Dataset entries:
#####
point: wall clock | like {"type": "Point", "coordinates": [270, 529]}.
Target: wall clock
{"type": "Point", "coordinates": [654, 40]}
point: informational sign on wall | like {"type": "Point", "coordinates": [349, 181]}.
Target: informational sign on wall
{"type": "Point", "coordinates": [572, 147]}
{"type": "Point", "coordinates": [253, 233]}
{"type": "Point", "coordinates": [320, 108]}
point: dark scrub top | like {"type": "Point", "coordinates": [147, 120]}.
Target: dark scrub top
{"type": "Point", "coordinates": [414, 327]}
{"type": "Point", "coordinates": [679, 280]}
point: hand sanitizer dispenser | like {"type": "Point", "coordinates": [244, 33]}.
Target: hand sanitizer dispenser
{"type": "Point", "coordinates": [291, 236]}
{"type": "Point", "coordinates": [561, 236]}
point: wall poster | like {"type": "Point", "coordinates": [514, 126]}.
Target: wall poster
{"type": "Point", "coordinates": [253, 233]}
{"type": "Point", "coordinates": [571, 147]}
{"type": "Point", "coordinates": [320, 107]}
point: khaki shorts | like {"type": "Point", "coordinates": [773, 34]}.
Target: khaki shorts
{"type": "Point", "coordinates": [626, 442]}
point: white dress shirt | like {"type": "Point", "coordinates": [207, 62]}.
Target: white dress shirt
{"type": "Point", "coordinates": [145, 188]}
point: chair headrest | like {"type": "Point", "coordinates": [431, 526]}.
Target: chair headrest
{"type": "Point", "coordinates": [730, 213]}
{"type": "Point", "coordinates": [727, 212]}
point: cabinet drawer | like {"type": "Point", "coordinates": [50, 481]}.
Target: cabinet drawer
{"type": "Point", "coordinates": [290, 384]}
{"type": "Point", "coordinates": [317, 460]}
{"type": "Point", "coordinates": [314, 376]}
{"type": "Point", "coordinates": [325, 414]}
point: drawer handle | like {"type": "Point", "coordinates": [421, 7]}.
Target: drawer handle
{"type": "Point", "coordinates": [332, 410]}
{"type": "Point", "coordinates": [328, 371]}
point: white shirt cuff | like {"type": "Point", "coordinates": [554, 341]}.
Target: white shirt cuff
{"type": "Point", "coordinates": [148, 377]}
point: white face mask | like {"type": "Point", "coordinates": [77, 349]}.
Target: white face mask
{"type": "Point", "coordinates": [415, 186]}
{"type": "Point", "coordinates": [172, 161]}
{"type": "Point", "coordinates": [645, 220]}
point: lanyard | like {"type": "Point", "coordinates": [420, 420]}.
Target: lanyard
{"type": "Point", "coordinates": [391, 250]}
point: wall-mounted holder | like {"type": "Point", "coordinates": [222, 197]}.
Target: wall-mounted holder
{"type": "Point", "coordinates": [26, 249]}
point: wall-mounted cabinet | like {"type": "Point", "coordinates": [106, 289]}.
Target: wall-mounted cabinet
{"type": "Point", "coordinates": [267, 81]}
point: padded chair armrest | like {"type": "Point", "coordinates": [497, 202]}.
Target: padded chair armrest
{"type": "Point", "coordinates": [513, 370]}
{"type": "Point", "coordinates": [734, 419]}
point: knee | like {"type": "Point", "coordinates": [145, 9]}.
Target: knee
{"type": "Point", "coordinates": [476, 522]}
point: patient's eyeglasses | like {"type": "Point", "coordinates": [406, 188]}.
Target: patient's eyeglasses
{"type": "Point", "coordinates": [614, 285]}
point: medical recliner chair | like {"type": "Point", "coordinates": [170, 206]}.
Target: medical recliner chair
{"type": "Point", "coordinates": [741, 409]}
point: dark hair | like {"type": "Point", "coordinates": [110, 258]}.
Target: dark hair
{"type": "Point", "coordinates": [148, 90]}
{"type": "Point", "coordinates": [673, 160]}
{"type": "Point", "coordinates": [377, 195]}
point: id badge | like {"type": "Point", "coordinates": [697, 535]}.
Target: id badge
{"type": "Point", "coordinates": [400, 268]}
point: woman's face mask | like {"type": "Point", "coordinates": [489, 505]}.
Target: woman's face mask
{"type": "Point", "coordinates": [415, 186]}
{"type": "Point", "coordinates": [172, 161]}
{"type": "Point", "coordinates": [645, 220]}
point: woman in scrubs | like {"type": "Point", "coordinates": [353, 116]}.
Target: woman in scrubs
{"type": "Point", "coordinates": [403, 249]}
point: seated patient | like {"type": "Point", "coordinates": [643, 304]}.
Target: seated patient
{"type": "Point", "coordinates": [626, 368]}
#####
YOUR TASK: Retype every line of the data, keeping each one exactly as it is.

OUTPUT FOR THIS TASK:
point: wall clock | like {"type": "Point", "coordinates": [270, 529]}.
Target: wall clock
{"type": "Point", "coordinates": [654, 40]}
point: informational sign on wall | like {"type": "Point", "coordinates": [349, 181]}.
Target: informational sign on wall
{"type": "Point", "coordinates": [572, 147]}
{"type": "Point", "coordinates": [253, 233]}
{"type": "Point", "coordinates": [320, 108]}
point: dark scrub top | like {"type": "Point", "coordinates": [147, 120]}.
Target: dark scrub top
{"type": "Point", "coordinates": [414, 327]}
{"type": "Point", "coordinates": [679, 280]}
point: hand sanitizer dispenser | like {"type": "Point", "coordinates": [244, 33]}.
Target: hand sanitizer dispenser
{"type": "Point", "coordinates": [291, 236]}
{"type": "Point", "coordinates": [561, 236]}
point: wall poster | like {"type": "Point", "coordinates": [514, 126]}.
Target: wall poster
{"type": "Point", "coordinates": [253, 233]}
{"type": "Point", "coordinates": [571, 147]}
{"type": "Point", "coordinates": [320, 107]}
point: khaki shorts | like {"type": "Point", "coordinates": [773, 34]}.
Target: khaki shorts
{"type": "Point", "coordinates": [626, 442]}
point: white dress shirt | like {"type": "Point", "coordinates": [207, 62]}.
Target: white dress shirt
{"type": "Point", "coordinates": [145, 188]}
point: chair headrest | like {"type": "Point", "coordinates": [431, 526]}.
Target: chair headrest
{"type": "Point", "coordinates": [730, 213]}
{"type": "Point", "coordinates": [727, 212]}
point: cabinet drawer | like {"type": "Point", "coordinates": [50, 481]}.
Target: cabinet drawer
{"type": "Point", "coordinates": [290, 384]}
{"type": "Point", "coordinates": [317, 460]}
{"type": "Point", "coordinates": [314, 376]}
{"type": "Point", "coordinates": [325, 414]}
point: drawer handle | like {"type": "Point", "coordinates": [421, 7]}.
Target: drawer handle
{"type": "Point", "coordinates": [332, 410]}
{"type": "Point", "coordinates": [328, 371]}
point: white shirt cuff | like {"type": "Point", "coordinates": [554, 341]}.
Target: white shirt cuff
{"type": "Point", "coordinates": [148, 377]}
point: white face mask | like {"type": "Point", "coordinates": [77, 349]}.
Target: white face mask
{"type": "Point", "coordinates": [415, 186]}
{"type": "Point", "coordinates": [172, 161]}
{"type": "Point", "coordinates": [645, 220]}
point: lanyard | like {"type": "Point", "coordinates": [420, 420]}.
Target: lanyard
{"type": "Point", "coordinates": [391, 250]}
point: wall-mounted holder | like {"type": "Point", "coordinates": [222, 197]}.
Target: wall-mounted holder
{"type": "Point", "coordinates": [26, 249]}
point: wall-mounted cabinet | like {"type": "Point", "coordinates": [106, 289]}.
Target: wall-mounted cabinet
{"type": "Point", "coordinates": [267, 81]}
point: padded chair armrest | like {"type": "Point", "coordinates": [497, 202]}.
Target: padded chair armrest
{"type": "Point", "coordinates": [513, 370]}
{"type": "Point", "coordinates": [734, 419]}
point: knee | like {"type": "Point", "coordinates": [145, 9]}.
Target: knee
{"type": "Point", "coordinates": [476, 522]}
point: patient's eyeglasses | like {"type": "Point", "coordinates": [406, 188]}.
Target: patient's eyeglasses
{"type": "Point", "coordinates": [614, 285]}
point: medical recliner chair | like {"type": "Point", "coordinates": [170, 206]}.
Target: medical recliner chair
{"type": "Point", "coordinates": [741, 409]}
point: dark hair | like {"type": "Point", "coordinates": [110, 258]}.
Target: dark hair
{"type": "Point", "coordinates": [148, 90]}
{"type": "Point", "coordinates": [673, 160]}
{"type": "Point", "coordinates": [377, 195]}
point: id badge | like {"type": "Point", "coordinates": [697, 535]}.
Target: id badge
{"type": "Point", "coordinates": [400, 268]}
point: woman's face mask | like {"type": "Point", "coordinates": [489, 505]}.
Target: woman's face mask
{"type": "Point", "coordinates": [415, 186]}
{"type": "Point", "coordinates": [172, 161]}
{"type": "Point", "coordinates": [645, 220]}
point: woman in scrubs | like {"type": "Point", "coordinates": [353, 116]}.
Target: woman in scrubs
{"type": "Point", "coordinates": [403, 249]}
point: seated patient | like {"type": "Point", "coordinates": [643, 304]}.
Target: seated patient
{"type": "Point", "coordinates": [626, 368]}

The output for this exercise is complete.